> MATERIAL DE ENTRADA
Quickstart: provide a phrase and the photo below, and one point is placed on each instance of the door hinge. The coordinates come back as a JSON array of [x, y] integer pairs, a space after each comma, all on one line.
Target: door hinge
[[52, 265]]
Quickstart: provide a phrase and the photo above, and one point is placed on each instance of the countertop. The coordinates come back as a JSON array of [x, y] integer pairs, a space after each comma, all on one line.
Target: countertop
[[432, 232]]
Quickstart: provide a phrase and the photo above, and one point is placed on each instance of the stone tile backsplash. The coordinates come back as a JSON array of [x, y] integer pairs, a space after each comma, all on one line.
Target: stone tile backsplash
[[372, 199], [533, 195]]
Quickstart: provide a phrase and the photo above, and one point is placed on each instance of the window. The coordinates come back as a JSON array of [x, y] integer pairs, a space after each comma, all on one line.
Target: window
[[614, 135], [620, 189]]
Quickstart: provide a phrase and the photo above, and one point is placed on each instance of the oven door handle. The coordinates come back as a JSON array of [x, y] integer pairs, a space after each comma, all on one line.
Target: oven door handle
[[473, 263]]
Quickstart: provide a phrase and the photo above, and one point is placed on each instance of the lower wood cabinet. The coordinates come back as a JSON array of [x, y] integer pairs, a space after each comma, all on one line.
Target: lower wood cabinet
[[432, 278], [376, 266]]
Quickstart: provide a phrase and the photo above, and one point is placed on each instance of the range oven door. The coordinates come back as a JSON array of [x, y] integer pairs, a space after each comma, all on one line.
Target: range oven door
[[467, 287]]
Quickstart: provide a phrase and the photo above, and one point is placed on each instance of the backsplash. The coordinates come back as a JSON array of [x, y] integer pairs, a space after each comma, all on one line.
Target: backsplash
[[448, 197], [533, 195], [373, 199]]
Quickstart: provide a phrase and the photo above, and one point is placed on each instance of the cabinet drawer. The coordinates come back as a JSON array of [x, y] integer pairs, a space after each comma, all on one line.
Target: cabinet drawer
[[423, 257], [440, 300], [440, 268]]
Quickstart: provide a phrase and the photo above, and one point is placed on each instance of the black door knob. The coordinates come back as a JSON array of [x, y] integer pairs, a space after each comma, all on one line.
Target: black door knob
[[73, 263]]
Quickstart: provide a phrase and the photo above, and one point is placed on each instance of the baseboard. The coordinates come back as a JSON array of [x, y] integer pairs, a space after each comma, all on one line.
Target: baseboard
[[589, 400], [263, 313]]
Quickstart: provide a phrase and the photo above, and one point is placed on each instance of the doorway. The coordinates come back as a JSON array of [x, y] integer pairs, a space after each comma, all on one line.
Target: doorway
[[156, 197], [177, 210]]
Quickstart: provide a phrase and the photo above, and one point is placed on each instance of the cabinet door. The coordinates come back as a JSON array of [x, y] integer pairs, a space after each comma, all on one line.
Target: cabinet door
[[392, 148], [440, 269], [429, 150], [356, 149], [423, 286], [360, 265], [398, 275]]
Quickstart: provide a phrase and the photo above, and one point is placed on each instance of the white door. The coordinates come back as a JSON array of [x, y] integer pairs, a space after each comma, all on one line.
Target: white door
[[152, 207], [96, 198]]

> INSTRUCCIONES A SEGUIR
¿Podrías citar literalmente, línea por línea, todo el listado de arriba?

> RESPUESTA DESARROLLADA
Quickstart: provide a phrase and the photo below, and one point is placed on each instance of the door hinge. The coordinates come back as a JSON array of [x, y] integer pairs, a space after each comma, all on one line.
Target: door hinge
[[52, 265]]
Quickstart: provide a phrase and the photo above, and one point is placed on each instance of the countertop. The coordinates come back as a JSON array of [x, y] integer pairs, a space after each comma, all on one line.
Target: countertop
[[432, 232]]
Quickstart: provide a phrase and the photo above, and one point is placed on each instance of the stone tile backsplash. The coordinates come back as a JSON array of [x, y] integer pairs, a space after each comma, all on one line.
Target: stone tile backsplash
[[372, 199], [533, 195]]
Quickstart: provide a phrase and the photo above, and one point is placed on each instance of the window. The coordinates come back as a JSON array of [x, y] integer pairs, a space after each comma, all on one line.
Target: window
[[614, 135], [620, 189]]
Quickstart: provide a phrase and the photo above, and one point is placed on each instance of the oven door handle. The coordinates come back as a JSON array of [x, y] integer pairs, a space after each comma, all on one line.
Target: oven door handle
[[473, 263]]
Quickstart: provide a phrase and the photo above, and one point is placed on each instance of the lower wood cabinet. The coordinates come back as a JSON array of [x, y] integer pairs, a space after each comma, all on one line.
Target: lower wood cabinet
[[432, 278], [376, 266]]
Quickstart: provide a phrase and the photo above, and one point is placed on each instance of the range oven door. The coordinates come back as a JSON array of [x, y] integer pairs, a space after each comma, all on one line.
Target: range oven door
[[467, 287]]
Quickstart: provide a phrase and the photo above, and one point is placed on each instance of the backsplash. The coordinates come back as a JSON array of [x, y] integer pairs, a space after each comma, all on one line.
Target: backsplash
[[448, 197], [533, 195], [373, 199]]
Quickstart: provide a phrase and the photo above, and one point is placed on each instance of the cabinet drawer. The coordinates come back as a JSON array of [x, y] integer pairs, a space after each comma, all on one line.
Target: cabinet drawer
[[423, 257], [440, 300], [440, 268]]
Quickstart: provide a phrase and the photo above, and one point is placed on each instance of the black door knob. The coordinates come back as a JSON array of [x, y] integer pairs, a space after each comma, all on one line.
Target: black door knob
[[73, 263]]
Quickstart: provide a phrase and the photo above, and one point is placed on each instance of the baseboard. The coordinates come back as a JSON array of [x, y] integer pairs, a space after each comma, all on one line.
Target: baseboard
[[589, 400], [263, 313]]
Quickstart: provide a phrase and the photo above, and one point is placed on each instance of the doorway. The coordinates come back as a JSON array of [x, y] integer pairs, a space after each comma, all on one line.
Target: doorway
[[156, 197], [177, 210]]
Quickstart: provide a phrase and the photo above, and one point is placed on each instance of the cabinet door. The coordinates come back as a JSON array of [x, y] integer pairs, a space after each comma, all on one line.
Target: cabinet door
[[392, 148], [440, 269], [429, 150], [356, 149], [423, 286], [360, 265], [398, 275]]
Quickstart: provide a phrase and the photo above, and one point is placed on each instance of the white door. The coordinates come back as a JSON array of [x, y] integer pairs, a space after each comma, all on one line.
Target: white door
[[152, 207], [96, 198]]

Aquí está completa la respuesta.